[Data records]
※ ※ ※
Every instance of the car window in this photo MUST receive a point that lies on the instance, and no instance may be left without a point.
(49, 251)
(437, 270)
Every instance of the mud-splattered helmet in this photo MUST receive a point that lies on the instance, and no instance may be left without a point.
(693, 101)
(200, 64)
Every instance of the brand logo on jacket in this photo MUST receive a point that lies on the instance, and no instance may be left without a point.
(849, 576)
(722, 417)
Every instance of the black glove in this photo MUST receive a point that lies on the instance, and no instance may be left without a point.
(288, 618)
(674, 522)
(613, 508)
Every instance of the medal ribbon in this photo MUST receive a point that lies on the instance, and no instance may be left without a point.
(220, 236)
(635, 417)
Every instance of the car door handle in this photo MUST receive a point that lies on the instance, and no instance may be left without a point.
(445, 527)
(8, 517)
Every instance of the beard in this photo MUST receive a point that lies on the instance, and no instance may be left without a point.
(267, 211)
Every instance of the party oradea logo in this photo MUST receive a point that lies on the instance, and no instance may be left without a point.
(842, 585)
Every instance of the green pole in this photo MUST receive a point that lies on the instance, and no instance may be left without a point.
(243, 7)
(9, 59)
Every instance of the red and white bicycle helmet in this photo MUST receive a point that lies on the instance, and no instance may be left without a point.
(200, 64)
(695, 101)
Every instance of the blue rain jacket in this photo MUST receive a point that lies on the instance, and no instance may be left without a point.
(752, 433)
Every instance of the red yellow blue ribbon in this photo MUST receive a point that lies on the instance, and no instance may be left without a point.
※ ※ ※
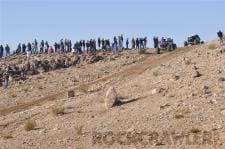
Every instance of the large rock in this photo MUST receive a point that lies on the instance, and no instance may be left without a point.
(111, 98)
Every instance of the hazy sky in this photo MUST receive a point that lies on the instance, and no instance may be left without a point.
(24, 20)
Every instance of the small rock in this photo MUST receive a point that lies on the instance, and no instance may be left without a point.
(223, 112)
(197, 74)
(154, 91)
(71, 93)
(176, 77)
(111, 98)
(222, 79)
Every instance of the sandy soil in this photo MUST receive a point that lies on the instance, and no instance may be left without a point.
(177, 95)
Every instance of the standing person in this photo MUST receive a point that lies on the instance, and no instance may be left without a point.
※ ※ ※
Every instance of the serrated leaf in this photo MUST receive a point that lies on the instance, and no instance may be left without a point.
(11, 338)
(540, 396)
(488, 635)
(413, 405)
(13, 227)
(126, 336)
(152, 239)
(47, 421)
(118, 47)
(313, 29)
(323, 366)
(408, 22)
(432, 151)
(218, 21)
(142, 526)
※ ※ ※
Problem requirements - Format the listing lines as a JSON list of strings, from the line containing "Every instance of the hazy" up to and including the line containing "Every instance of the standing". Use one string per line and omit blank lines.

Full response -
[
  "Every instance of the hazy sky in this photo MUST receive a point that lies on the instance, and no instance may be left without a point.",
  "(24, 20)",
  "Every instance of the small rock in this photo MUST receive a point that lies on the instance, and no instance may be left without a point.",
  "(223, 112)",
  "(197, 74)",
  "(154, 91)",
  "(71, 93)",
  "(176, 77)",
  "(111, 98)",
  "(222, 79)",
  "Every instance of the sandy soil in this photo MUST receive a point that lies on the instance, and no instance may be left without a point.",
  "(177, 95)",
  "Every instance of the standing person in this photo MUST receive a point that lies on the instance, and no instance may be left without a point."
]